» EXTRACT TO READ:
* begin *
# Thoughts on a solution for customers wanting bowl cleansers that don't harm tanks?



## 6th Density (Nov 29, 2010)

I've been experimenting it on my own toilets. Manufacturers have been trying to tackle this conundrum for a while. They've come out with stuff like the Fluidmaster 8300P8 Flush 'N' Sparkle Toilet Bowl Cleaning System. Yet they rape you for the refill cartridges.

Yet what I've been doing to my own toilets is buying a container of 1" bromine tablets from my local pool supply house. I break the tablets up in chucks and drop them down my overflow tubing on my toilet tank. So no actual chemical get's into the tank. The fragments of the tablet fall inside the flush chamber of the bowl itself. 
When one flushes the toilet..., well, you know the rest.
I usually have to add more about every 2 months. But other than that, the bowl stays clean.


What are your thoughts on this?

Anyone else tried it?


----------



## Redwood (Sep 8, 2008)
* end *
» EXERCISE INPUTS:
* begin *
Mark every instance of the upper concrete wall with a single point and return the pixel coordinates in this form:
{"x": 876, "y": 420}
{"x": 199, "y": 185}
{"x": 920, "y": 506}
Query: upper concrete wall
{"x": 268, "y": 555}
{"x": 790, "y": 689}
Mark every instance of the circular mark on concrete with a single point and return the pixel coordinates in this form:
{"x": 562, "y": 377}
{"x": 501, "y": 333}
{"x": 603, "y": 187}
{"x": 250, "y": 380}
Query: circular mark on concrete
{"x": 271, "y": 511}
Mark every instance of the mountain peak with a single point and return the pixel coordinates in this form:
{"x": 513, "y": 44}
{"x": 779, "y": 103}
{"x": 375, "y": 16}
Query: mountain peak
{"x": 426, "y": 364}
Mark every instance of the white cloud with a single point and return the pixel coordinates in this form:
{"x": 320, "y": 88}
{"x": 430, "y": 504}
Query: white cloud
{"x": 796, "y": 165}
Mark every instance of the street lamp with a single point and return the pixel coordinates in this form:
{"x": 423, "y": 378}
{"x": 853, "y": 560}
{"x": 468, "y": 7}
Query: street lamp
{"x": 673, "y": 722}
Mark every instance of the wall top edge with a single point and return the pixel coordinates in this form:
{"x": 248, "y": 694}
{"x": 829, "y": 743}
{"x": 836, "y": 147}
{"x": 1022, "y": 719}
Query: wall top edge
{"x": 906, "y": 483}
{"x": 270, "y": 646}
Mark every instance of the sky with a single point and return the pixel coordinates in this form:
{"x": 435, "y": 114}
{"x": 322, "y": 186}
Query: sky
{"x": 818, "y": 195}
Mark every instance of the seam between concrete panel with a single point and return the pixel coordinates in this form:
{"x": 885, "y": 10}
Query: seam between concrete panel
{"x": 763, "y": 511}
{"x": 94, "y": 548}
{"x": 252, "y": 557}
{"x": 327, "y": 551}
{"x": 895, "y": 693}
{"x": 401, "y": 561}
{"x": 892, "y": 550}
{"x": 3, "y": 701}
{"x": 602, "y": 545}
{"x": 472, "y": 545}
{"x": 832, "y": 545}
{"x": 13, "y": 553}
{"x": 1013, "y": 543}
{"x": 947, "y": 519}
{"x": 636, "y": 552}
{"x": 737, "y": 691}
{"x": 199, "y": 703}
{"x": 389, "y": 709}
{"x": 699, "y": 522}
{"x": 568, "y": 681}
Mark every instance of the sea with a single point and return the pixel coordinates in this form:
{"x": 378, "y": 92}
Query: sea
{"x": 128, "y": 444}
* end *
» WHAT IS ASKED:
- a) In the thread on toilet bowl cleansers, where does the poster drop the broken bromine tablets?
- b) Gather every line of the entries that contains the string "peak". Case counts.
The thread and the entries are unrelated to each other.

» TASK-BY-TASK ANSWERS:
- a) Down the overflow tubing on the toilet tank.

- b)
Mark every instance of the mountain peak with a single point and return the pixel coordinates in this form:
Query: mountain peak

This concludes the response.